* _Material provided_:
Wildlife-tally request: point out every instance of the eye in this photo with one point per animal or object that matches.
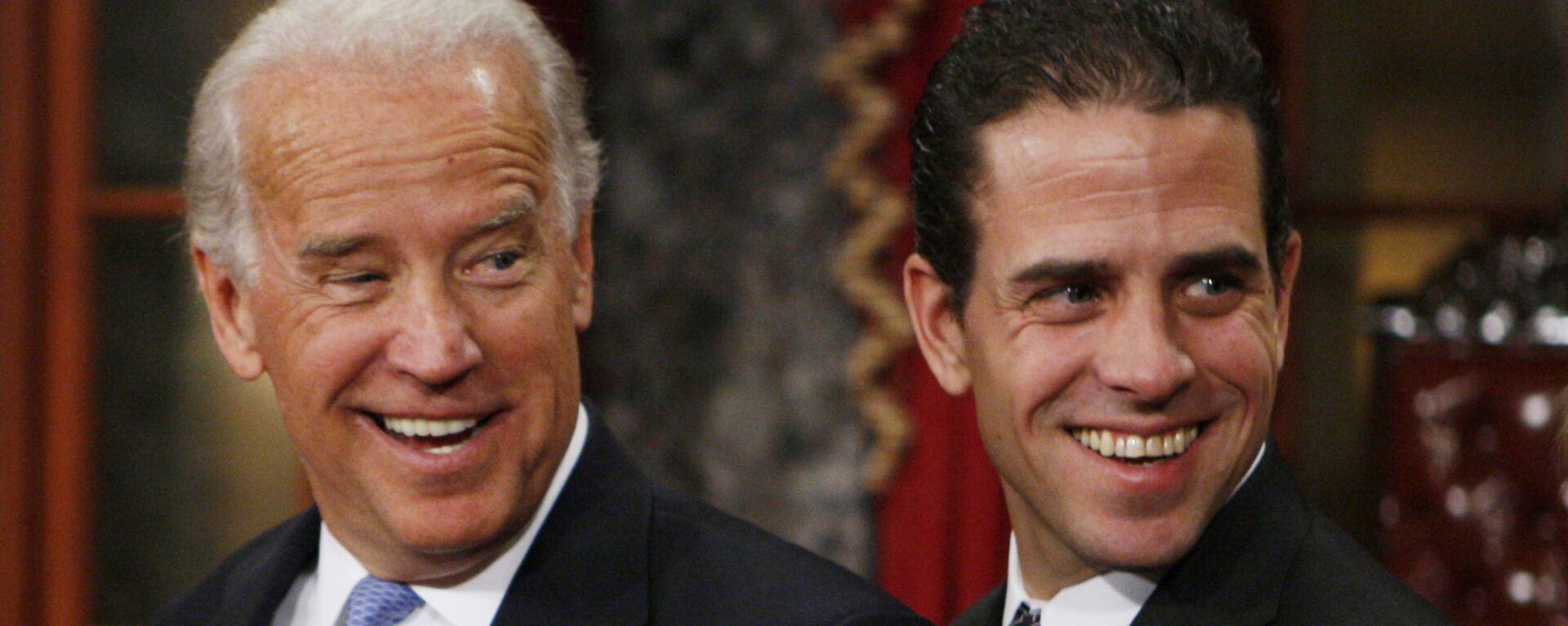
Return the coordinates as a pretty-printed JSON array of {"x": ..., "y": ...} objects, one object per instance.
[
  {"x": 1079, "y": 294},
  {"x": 502, "y": 261},
  {"x": 1213, "y": 286},
  {"x": 353, "y": 286},
  {"x": 1067, "y": 303},
  {"x": 497, "y": 269},
  {"x": 1211, "y": 295},
  {"x": 361, "y": 278}
]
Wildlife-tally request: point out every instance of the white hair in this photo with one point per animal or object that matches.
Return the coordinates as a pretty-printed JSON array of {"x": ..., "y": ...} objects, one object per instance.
[{"x": 380, "y": 33}]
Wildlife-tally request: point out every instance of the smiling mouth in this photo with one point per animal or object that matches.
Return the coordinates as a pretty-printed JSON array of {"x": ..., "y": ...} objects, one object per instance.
[
  {"x": 438, "y": 437},
  {"x": 1137, "y": 447}
]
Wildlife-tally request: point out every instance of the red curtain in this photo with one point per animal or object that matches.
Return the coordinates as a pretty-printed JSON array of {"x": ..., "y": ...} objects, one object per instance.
[{"x": 941, "y": 523}]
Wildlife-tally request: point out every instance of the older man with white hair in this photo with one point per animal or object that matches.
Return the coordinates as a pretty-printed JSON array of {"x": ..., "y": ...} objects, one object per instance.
[{"x": 390, "y": 219}]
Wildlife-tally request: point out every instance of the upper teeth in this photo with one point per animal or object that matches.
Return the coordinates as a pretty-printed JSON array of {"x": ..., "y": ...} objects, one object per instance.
[
  {"x": 429, "y": 427},
  {"x": 1111, "y": 443}
]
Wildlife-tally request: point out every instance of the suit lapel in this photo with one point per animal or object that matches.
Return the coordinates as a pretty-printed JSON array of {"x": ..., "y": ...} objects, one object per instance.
[
  {"x": 259, "y": 584},
  {"x": 588, "y": 564},
  {"x": 1237, "y": 568},
  {"x": 987, "y": 610}
]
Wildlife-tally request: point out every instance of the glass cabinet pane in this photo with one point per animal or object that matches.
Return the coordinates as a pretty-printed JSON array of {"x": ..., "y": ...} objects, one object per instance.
[
  {"x": 1437, "y": 100},
  {"x": 190, "y": 460},
  {"x": 149, "y": 63}
]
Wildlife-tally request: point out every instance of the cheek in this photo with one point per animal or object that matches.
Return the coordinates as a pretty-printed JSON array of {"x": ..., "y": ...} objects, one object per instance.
[
  {"x": 1241, "y": 352},
  {"x": 313, "y": 355},
  {"x": 1043, "y": 364}
]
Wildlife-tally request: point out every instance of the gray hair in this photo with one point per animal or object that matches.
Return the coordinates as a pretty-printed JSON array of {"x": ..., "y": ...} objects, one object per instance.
[{"x": 383, "y": 33}]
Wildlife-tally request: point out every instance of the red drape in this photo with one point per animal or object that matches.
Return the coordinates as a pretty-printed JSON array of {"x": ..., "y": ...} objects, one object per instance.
[{"x": 941, "y": 523}]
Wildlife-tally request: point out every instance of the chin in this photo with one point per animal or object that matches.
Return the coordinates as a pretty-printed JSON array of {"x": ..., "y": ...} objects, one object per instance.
[
  {"x": 448, "y": 529},
  {"x": 1142, "y": 548}
]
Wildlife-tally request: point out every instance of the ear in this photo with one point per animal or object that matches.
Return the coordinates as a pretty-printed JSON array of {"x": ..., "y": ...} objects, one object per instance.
[
  {"x": 1290, "y": 262},
  {"x": 937, "y": 326},
  {"x": 582, "y": 282},
  {"x": 229, "y": 309}
]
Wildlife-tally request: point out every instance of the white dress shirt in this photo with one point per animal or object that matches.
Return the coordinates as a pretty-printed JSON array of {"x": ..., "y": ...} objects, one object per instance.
[
  {"x": 318, "y": 595},
  {"x": 1112, "y": 598}
]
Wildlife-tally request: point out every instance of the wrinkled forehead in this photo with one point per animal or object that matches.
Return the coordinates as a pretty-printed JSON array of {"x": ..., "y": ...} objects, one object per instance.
[
  {"x": 317, "y": 104},
  {"x": 1117, "y": 159}
]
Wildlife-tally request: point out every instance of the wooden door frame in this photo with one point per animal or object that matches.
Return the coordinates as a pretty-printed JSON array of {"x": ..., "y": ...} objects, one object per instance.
[{"x": 20, "y": 321}]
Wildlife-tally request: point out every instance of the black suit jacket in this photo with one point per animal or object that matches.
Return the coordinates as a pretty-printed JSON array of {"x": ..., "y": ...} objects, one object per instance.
[
  {"x": 1267, "y": 559},
  {"x": 613, "y": 551}
]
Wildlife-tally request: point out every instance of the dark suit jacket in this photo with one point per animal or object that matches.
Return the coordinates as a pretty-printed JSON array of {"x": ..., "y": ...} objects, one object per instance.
[
  {"x": 613, "y": 551},
  {"x": 1267, "y": 559}
]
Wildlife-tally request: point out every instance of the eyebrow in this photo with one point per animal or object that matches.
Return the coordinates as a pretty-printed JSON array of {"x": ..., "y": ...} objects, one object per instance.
[
  {"x": 334, "y": 246},
  {"x": 1058, "y": 270},
  {"x": 1222, "y": 258},
  {"x": 514, "y": 212},
  {"x": 341, "y": 246}
]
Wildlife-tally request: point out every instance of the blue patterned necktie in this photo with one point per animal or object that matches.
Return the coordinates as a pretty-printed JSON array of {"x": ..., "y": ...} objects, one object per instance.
[
  {"x": 380, "y": 603},
  {"x": 1024, "y": 615}
]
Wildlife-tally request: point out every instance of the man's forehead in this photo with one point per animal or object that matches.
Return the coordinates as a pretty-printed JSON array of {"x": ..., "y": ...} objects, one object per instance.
[
  {"x": 1116, "y": 158},
  {"x": 306, "y": 95}
]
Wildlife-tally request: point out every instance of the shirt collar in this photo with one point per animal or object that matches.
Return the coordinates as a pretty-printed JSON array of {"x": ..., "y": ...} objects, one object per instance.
[
  {"x": 472, "y": 602},
  {"x": 1104, "y": 600}
]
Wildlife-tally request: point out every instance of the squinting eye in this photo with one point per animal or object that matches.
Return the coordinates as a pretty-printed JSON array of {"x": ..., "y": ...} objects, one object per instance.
[
  {"x": 504, "y": 261},
  {"x": 1067, "y": 303},
  {"x": 1079, "y": 294},
  {"x": 1213, "y": 286},
  {"x": 1211, "y": 295},
  {"x": 364, "y": 278}
]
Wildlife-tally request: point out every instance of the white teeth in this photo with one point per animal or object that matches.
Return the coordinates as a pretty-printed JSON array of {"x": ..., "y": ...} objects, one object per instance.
[
  {"x": 1134, "y": 446},
  {"x": 429, "y": 427},
  {"x": 1117, "y": 444}
]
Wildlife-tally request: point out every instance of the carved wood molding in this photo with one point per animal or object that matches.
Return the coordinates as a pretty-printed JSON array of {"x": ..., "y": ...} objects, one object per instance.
[{"x": 882, "y": 209}]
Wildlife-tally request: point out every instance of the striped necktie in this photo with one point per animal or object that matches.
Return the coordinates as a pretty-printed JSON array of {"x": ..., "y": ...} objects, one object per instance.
[
  {"x": 380, "y": 603},
  {"x": 1024, "y": 615}
]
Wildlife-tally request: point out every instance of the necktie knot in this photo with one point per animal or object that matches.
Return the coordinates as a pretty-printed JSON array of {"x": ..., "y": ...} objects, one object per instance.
[
  {"x": 1024, "y": 615},
  {"x": 380, "y": 603}
]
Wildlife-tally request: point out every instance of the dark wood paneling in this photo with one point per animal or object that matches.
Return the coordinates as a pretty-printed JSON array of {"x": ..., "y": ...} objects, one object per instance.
[
  {"x": 68, "y": 399},
  {"x": 18, "y": 321},
  {"x": 137, "y": 202}
]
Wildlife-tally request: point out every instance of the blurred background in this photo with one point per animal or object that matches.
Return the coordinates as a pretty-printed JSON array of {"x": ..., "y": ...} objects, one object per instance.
[{"x": 746, "y": 344}]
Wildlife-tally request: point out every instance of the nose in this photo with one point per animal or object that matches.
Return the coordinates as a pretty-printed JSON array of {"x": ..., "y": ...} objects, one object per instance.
[
  {"x": 433, "y": 343},
  {"x": 1142, "y": 357}
]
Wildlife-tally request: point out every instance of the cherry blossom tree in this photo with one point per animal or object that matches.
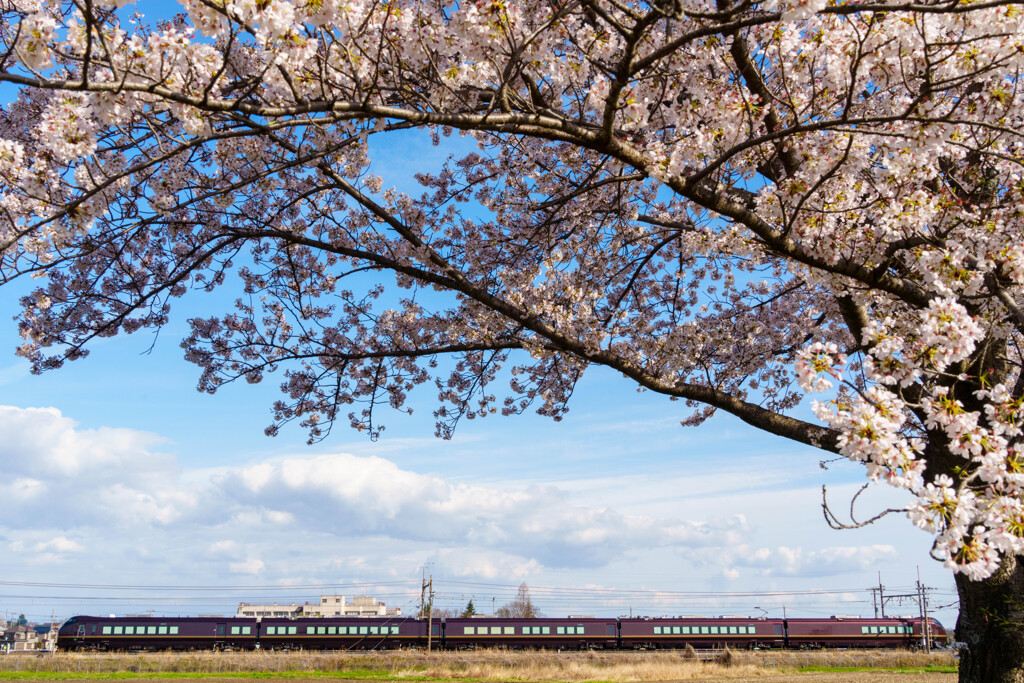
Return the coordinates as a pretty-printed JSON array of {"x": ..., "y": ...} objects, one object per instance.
[{"x": 735, "y": 204}]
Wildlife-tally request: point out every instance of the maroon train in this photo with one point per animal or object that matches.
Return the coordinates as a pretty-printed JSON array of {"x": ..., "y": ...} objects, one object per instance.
[{"x": 147, "y": 633}]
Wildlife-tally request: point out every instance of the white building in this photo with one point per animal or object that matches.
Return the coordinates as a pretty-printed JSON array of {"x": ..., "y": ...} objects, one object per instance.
[
  {"x": 287, "y": 611},
  {"x": 329, "y": 605}
]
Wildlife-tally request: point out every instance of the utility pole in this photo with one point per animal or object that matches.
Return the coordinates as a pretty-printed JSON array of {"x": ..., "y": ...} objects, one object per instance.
[
  {"x": 423, "y": 589},
  {"x": 925, "y": 626},
  {"x": 882, "y": 597},
  {"x": 430, "y": 615}
]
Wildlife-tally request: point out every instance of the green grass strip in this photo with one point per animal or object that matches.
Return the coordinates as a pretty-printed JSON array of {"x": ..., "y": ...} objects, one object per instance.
[
  {"x": 897, "y": 670},
  {"x": 357, "y": 675}
]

* _Exercise goal_: Every line from the one containing "Wildlife-tally request: point out every instance of the blurred" through the end of the listing is to be copied exactly; the pictures are not.

* _Exercise response_:
Wildlife-tally request: point out every instance of the blurred background in this photo with one point per animal or object that matches.
Return the coordinates as a pretty-printed JSON array of {"x": ..., "y": ...} objects, one object per instance.
[{"x": 746, "y": 344}]
Wildlife-tally request: point out every instance of the nose in this photo with one point per animal or object that matches.
Return the coordinates as a pretty-printed JSON array of {"x": ..., "y": ...} objects, one object per instance.
[
  {"x": 433, "y": 343},
  {"x": 1142, "y": 357}
]
Wildlife-tally request: point out every instance of the cherry blossom tree in this photo with one point per animal or object that matches.
Return the coordinates as a pretty-printed JSON array of {"x": ..., "y": ...} objects, one object per instance.
[{"x": 735, "y": 204}]
Wildlife-tally request: point out every instance of the maroon train in this photo with one point per animal or object that matches.
Return the coordinates as a pretty-printed JSON array of {"x": ..., "y": ...} objects, one object per instance.
[{"x": 147, "y": 633}]
Wildlife-tally request: point out every instance of the white building in this photo with one point per animal or object that matches.
Return the coordinates as a pretty-printed JSON array of {"x": ..., "y": ...} objects, one object per instance.
[
  {"x": 287, "y": 611},
  {"x": 329, "y": 605}
]
Wildlife-tally request: point out every instance of the utility pole in this photo with one point per animal or object that matches.
Return the coordinates as a pretty-printed JSON array of {"x": ..., "y": ...} objects, one object per instance.
[
  {"x": 423, "y": 589},
  {"x": 925, "y": 626},
  {"x": 882, "y": 597},
  {"x": 430, "y": 615}
]
Wildlife-tally request: point out every instance of the green grass strip in this photo with one point per animal or object that matches.
Return the coordinates as a pretty-printed JSON array of {"x": ..., "y": ...} objects, one object per instance.
[
  {"x": 897, "y": 670},
  {"x": 357, "y": 675}
]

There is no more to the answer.